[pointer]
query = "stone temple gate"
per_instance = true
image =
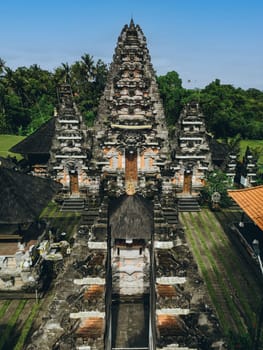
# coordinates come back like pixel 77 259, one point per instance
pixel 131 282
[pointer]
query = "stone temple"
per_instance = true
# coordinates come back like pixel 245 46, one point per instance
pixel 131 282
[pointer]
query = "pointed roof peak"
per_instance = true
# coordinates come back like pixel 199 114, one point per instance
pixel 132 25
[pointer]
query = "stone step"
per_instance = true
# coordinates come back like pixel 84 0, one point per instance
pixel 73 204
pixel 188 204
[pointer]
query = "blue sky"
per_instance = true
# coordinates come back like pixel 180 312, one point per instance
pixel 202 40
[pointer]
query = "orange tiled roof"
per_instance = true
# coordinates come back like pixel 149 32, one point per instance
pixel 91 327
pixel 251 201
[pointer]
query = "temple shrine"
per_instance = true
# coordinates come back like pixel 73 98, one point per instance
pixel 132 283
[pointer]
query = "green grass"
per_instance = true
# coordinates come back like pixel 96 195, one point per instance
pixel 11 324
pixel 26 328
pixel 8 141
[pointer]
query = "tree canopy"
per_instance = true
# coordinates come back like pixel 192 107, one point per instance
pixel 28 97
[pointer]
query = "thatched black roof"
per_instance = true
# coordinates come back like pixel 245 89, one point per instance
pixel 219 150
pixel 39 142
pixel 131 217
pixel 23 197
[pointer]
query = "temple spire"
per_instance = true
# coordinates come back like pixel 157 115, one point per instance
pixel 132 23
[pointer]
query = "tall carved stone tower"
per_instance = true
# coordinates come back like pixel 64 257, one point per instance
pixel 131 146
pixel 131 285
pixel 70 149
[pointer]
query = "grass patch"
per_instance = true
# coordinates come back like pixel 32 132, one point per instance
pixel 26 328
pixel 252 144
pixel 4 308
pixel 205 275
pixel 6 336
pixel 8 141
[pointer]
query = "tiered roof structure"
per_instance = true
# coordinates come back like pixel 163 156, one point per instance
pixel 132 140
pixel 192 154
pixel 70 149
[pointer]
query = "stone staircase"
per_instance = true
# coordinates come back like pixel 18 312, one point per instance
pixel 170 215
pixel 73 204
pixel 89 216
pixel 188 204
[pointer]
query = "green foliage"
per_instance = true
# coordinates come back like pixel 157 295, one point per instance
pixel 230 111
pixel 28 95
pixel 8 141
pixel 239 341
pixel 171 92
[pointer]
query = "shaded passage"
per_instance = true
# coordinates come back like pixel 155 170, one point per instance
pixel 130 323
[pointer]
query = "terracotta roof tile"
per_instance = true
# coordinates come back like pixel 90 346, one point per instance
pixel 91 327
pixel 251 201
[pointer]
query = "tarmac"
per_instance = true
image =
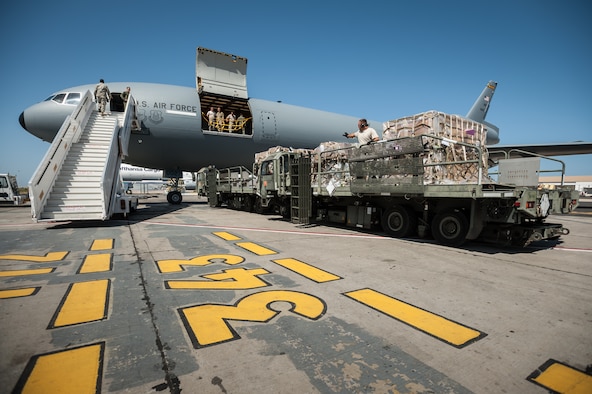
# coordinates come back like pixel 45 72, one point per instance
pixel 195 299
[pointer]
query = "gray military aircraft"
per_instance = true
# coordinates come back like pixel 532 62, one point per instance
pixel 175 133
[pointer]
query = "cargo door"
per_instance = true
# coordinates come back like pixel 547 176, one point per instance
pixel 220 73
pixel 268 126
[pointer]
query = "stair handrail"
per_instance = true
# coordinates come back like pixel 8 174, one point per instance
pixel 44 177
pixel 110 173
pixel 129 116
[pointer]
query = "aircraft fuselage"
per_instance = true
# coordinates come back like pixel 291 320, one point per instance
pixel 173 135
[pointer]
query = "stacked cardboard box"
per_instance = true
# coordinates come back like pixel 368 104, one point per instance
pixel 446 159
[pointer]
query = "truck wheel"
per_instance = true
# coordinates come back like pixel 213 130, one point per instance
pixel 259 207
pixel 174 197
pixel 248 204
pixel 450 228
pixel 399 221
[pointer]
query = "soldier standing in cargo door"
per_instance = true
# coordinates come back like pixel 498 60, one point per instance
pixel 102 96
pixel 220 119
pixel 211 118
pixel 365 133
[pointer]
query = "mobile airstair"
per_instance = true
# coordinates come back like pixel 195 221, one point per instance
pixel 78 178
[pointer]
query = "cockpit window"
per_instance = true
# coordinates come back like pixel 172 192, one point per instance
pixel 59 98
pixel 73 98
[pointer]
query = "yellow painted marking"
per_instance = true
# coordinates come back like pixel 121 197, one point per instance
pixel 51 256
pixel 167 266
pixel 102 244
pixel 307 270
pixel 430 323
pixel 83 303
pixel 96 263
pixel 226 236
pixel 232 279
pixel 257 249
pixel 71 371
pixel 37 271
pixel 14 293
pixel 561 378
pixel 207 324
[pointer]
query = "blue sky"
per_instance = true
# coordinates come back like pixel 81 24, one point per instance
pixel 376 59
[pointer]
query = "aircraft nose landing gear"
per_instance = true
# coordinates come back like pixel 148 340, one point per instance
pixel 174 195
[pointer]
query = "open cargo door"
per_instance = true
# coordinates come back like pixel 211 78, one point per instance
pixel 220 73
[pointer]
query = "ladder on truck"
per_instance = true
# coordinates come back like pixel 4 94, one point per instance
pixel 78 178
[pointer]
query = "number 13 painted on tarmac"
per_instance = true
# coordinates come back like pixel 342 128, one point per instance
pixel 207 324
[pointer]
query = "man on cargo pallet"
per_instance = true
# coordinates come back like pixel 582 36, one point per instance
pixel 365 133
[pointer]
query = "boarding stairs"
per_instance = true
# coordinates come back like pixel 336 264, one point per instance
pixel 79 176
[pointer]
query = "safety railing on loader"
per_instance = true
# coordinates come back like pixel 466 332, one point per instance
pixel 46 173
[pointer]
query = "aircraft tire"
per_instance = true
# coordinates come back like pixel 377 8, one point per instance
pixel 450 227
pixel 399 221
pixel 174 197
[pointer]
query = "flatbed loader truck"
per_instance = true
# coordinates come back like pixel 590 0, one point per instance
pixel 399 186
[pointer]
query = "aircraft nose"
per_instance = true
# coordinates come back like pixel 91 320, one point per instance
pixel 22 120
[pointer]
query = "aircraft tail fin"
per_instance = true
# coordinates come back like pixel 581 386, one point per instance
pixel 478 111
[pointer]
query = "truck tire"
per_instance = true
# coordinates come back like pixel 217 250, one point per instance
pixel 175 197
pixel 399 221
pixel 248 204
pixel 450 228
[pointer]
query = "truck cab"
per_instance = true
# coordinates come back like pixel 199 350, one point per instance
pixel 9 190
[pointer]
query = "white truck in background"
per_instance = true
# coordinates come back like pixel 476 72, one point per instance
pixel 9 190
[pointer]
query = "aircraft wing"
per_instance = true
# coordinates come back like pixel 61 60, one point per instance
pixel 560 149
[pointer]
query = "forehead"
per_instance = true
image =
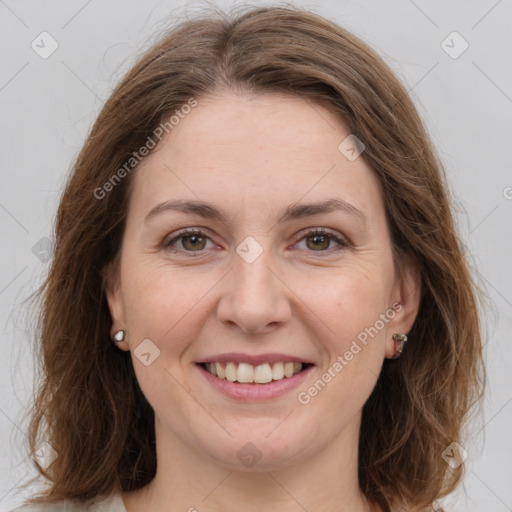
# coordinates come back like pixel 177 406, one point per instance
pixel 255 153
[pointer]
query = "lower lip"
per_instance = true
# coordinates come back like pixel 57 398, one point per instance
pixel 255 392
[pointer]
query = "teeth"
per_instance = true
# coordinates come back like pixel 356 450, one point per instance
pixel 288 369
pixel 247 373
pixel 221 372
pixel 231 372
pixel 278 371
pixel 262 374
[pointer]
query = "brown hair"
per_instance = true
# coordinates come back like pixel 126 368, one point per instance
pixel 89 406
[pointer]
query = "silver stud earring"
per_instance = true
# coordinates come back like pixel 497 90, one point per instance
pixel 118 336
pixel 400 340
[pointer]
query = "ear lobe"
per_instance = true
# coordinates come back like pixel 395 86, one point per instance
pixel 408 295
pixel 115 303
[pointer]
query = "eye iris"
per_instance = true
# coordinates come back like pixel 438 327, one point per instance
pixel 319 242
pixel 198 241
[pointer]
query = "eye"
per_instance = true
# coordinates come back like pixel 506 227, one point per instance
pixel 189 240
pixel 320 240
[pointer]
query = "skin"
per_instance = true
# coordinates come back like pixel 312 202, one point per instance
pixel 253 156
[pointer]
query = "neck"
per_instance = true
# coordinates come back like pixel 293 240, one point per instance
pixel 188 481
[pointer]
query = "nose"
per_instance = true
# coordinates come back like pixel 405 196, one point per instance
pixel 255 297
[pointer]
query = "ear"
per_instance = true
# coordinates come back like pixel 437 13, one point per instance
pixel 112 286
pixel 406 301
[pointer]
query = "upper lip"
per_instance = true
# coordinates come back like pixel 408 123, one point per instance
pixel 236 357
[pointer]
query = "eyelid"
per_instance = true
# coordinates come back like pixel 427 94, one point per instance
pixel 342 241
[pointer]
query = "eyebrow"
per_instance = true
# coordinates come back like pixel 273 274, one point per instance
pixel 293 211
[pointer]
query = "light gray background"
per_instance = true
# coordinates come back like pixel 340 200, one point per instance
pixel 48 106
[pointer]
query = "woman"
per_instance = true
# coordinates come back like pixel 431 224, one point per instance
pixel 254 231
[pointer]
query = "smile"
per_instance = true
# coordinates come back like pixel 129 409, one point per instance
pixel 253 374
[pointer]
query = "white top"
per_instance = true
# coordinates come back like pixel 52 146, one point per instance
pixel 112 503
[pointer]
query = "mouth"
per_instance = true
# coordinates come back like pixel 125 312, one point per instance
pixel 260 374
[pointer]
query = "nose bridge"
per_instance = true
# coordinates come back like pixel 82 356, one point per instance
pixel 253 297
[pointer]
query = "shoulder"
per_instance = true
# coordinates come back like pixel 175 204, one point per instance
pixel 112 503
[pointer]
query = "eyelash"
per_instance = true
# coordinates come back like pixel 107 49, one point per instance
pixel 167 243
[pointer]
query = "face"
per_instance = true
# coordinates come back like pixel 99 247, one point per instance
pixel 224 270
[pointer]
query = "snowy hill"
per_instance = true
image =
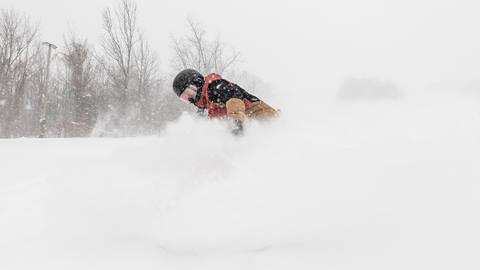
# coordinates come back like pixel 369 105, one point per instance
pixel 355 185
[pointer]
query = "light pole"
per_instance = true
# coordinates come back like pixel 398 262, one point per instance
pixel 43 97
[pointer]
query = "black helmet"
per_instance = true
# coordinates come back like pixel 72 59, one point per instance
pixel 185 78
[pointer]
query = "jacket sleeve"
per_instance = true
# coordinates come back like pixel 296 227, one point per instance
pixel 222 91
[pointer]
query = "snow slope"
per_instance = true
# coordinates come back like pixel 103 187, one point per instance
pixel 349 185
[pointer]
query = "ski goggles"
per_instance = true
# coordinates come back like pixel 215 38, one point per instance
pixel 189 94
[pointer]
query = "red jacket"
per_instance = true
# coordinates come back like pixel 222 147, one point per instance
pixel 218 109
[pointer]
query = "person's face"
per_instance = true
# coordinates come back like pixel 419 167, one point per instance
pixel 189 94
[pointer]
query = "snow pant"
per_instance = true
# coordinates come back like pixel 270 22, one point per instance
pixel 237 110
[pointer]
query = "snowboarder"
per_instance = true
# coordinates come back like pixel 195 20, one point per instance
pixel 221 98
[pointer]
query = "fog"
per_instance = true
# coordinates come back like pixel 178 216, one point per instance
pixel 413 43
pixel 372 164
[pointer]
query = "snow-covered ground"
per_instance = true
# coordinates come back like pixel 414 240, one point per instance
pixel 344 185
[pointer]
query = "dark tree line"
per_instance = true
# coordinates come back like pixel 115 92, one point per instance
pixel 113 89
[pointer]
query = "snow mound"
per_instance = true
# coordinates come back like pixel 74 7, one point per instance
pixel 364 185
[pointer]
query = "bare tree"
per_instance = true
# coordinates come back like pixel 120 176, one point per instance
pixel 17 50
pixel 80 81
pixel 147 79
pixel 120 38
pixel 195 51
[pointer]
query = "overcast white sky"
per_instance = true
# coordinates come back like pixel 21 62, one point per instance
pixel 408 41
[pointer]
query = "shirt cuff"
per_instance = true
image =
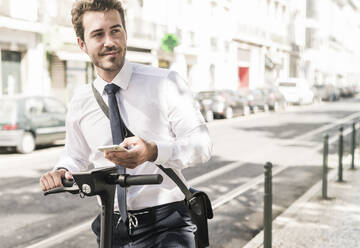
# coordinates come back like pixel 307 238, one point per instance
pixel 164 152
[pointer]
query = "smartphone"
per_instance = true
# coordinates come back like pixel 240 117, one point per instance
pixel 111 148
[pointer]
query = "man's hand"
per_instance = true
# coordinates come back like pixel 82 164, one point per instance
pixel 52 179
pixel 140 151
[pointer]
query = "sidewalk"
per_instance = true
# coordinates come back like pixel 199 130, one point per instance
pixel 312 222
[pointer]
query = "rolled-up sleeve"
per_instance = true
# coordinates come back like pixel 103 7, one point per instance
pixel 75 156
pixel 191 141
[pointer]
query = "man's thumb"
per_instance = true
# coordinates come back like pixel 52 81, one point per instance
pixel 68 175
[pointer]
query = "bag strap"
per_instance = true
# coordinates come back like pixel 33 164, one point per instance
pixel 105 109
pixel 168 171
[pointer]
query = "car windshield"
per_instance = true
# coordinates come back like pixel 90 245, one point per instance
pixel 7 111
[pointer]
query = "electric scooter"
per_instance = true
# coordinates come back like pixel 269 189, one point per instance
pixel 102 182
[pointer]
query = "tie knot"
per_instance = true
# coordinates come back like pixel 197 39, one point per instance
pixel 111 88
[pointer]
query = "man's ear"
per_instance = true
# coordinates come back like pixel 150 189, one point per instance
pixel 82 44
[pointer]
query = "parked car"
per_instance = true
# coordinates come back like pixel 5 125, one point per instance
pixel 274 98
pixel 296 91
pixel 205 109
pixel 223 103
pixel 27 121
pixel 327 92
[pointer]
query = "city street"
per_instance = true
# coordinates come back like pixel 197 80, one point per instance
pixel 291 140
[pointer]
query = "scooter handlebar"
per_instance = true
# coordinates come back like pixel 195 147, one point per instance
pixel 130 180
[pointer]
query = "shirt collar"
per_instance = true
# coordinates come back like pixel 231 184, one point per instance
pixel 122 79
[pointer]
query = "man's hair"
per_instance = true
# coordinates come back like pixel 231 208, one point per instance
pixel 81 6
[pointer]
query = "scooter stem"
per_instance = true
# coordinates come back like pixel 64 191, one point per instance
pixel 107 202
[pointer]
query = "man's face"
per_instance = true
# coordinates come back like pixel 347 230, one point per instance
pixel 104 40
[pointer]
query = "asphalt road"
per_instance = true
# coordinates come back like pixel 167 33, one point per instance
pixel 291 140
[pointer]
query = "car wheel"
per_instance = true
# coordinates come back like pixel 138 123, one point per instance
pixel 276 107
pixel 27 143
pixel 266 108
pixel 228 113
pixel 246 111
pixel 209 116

============

* TO DO:
Recast the material as a numbered list, beginning with its first line and ending with the line containing "pixel 23 197", both included. Skip blank lines and leave the pictures out.

* REPLY:
1. [pointer]
2. query = "stone temple gate"
3. per_instance = true
4. image =
5. # coordinates come back like pixel 77 259, one point per instance
6. pixel 131 282
7. [pointer]
8. query = "stone temple"
9. per_instance = true
10. # coordinates come back like pixel 245 46, one point per instance
11. pixel 131 282
12. [pointer]
13. query = "pointed roof peak"
14. per_instance = true
15. # coordinates come back like pixel 199 114, one point per instance
16. pixel 132 25
17. [pointer]
18. query = "stone step"
19. per_instance = true
20. # coordinates come back like pixel 84 0, one point per instance
21. pixel 73 204
22. pixel 188 204
23. [pointer]
24. query = "blue sky"
25. per_instance = true
26. # coordinates come back like pixel 180 312, one point per instance
27. pixel 202 40
28. [pointer]
29. query = "orange tiled roof"
30. per_instance = true
31. # coordinates come back like pixel 149 32, one point per instance
32. pixel 91 327
33. pixel 251 201
34. [pointer]
35. query = "temple shrine"
36. per_instance = true
37. # coordinates come back like pixel 73 98, one point per instance
38. pixel 132 283
39. [pointer]
40. query = "green grass"
41. per_instance = true
42. # coordinates come back like pixel 96 195, one point per instance
43. pixel 11 324
44. pixel 26 328
45. pixel 8 141
46. [pointer]
47. query = "tree canopy"
48. per_instance = true
49. # coordinates come back like pixel 192 107, one point per instance
50. pixel 28 97
51. [pointer]
52. query = "thatched black roof"
53. per_instance = true
54. # coordinates come back like pixel 245 89, one point per instance
55. pixel 219 150
56. pixel 39 142
57. pixel 131 217
58. pixel 23 197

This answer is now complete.